- _EXERCISE_: Restate all of the data below word for word.

- _RECORD SET_:
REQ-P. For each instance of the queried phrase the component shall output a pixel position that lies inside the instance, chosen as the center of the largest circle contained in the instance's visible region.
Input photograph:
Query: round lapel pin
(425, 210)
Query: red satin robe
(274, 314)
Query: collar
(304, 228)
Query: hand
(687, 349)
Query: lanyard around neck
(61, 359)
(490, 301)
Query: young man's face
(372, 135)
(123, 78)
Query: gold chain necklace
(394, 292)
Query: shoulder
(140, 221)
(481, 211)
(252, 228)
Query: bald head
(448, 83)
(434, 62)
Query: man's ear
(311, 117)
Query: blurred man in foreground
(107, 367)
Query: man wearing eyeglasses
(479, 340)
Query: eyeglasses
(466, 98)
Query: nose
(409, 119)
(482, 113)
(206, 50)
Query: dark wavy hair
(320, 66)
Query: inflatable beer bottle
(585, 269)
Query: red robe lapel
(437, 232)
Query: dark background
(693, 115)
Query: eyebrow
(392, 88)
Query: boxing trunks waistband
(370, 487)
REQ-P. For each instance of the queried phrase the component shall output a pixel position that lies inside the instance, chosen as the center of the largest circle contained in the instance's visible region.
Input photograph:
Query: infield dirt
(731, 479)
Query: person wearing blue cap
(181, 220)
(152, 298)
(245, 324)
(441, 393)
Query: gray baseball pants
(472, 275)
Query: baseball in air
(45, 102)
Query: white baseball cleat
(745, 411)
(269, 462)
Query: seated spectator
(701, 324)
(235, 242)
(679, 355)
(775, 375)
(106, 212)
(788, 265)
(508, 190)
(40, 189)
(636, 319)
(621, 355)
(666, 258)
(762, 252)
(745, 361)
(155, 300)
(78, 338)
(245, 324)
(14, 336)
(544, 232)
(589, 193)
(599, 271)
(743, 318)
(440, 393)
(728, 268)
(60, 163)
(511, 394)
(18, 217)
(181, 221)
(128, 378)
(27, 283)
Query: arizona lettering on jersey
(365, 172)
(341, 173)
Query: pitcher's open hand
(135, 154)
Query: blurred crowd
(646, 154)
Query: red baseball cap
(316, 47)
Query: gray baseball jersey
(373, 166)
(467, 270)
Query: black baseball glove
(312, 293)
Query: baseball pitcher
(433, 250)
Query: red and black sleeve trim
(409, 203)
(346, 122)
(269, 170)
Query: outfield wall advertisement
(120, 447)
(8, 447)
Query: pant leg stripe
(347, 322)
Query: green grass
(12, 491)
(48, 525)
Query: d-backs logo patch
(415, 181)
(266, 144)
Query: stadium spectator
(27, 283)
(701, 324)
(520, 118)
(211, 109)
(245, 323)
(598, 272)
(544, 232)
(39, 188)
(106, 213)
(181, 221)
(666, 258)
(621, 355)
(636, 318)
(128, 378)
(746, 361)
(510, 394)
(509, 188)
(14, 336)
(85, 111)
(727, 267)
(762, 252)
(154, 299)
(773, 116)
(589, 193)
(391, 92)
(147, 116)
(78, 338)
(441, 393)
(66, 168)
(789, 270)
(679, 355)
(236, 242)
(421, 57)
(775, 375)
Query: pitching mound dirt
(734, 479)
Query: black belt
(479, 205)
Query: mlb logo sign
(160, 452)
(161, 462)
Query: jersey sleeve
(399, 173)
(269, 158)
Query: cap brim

- _WRITTEN REPLY_:
REQ-P. For each instance of the queried phrase the component shall output a pixel position that lies inside the instance, chosen as the center of the largest circle contained in the instance's visible region.
Input photograph:
Query: round lapel pin
(425, 210)
Query: red satin robe
(274, 314)
Query: collar
(304, 228)
Query: hand
(687, 349)
Query: lanyard around neck
(61, 359)
(490, 301)
Query: young man's face
(372, 135)
(123, 78)
Query: gold chain necklace
(394, 292)
Query: shoulder
(140, 221)
(481, 211)
(252, 228)
Query: bald head
(448, 83)
(434, 62)
Query: man's ear
(311, 117)
Query: blurred man in foreground
(107, 367)
Query: man wearing eyeglasses
(479, 340)
Query: eyeglasses
(466, 98)
Query: nose
(409, 119)
(482, 113)
(206, 50)
Query: dark wavy hair
(320, 66)
Query: inflatable beer bottle
(585, 269)
Query: red robe lapel
(437, 232)
Query: dark background
(693, 115)
Query: eyebrow
(392, 88)
Query: boxing trunks waistband
(370, 487)
REQ-P. For each instance of the queried phrase the component shall output a pixel position that lies inside the instance, chosen as the center of the largest circle contained in the instance's visible region.
Input photograph:
Query: infield dirt
(731, 479)
Query: person wearing blue cap
(181, 220)
(152, 298)
(245, 324)
(441, 393)
Query: gray baseball pants
(472, 275)
Query: baseball in air
(45, 102)
Query: white baseball cleat
(745, 411)
(269, 462)
Query: seated spectator
(701, 324)
(235, 242)
(679, 355)
(775, 375)
(106, 212)
(788, 265)
(508, 190)
(40, 189)
(636, 319)
(621, 355)
(666, 258)
(762, 252)
(745, 361)
(155, 300)
(78, 338)
(245, 324)
(14, 336)
(544, 232)
(589, 193)
(599, 271)
(743, 318)
(440, 393)
(728, 268)
(60, 163)
(511, 394)
(18, 217)
(181, 221)
(128, 378)
(27, 283)
Query: arizona lettering on jersey
(365, 172)
(341, 173)
Query: pitcher's open hand
(135, 154)
Query: blurred crowd
(646, 154)
Query: red baseball cap
(316, 47)
Query: gray baseball jersey
(373, 166)
(467, 270)
Query: black baseball glove
(312, 293)
Query: baseball pitcher
(433, 250)
Query: red and black sleeve trim
(409, 203)
(346, 122)
(269, 170)
Query: outfield wall advertisement
(120, 447)
(8, 447)
Query: pant leg stripe
(347, 322)
Query: green grass
(12, 491)
(48, 525)
Query: d-backs logo patch
(415, 181)
(266, 144)
Query: stadium spectator
(27, 283)
(701, 324)
(520, 118)
(211, 109)
(245, 323)
(598, 272)
(544, 232)
(39, 188)
(106, 213)
(181, 221)
(666, 258)
(621, 355)
(636, 318)
(128, 378)
(746, 361)
(510, 394)
(509, 188)
(14, 336)
(85, 111)
(727, 267)
(762, 252)
(154, 299)
(773, 116)
(589, 193)
(391, 92)
(147, 116)
(78, 338)
(441, 393)
(66, 168)
(789, 270)
(679, 355)
(236, 242)
(421, 57)
(775, 375)
Query: pitching mound dirt
(734, 479)
Query: black belt
(479, 205)
Query: mlb logo sign
(160, 452)
(161, 462)
Query: jersey sleeve
(399, 173)
(269, 158)
Query: cap brim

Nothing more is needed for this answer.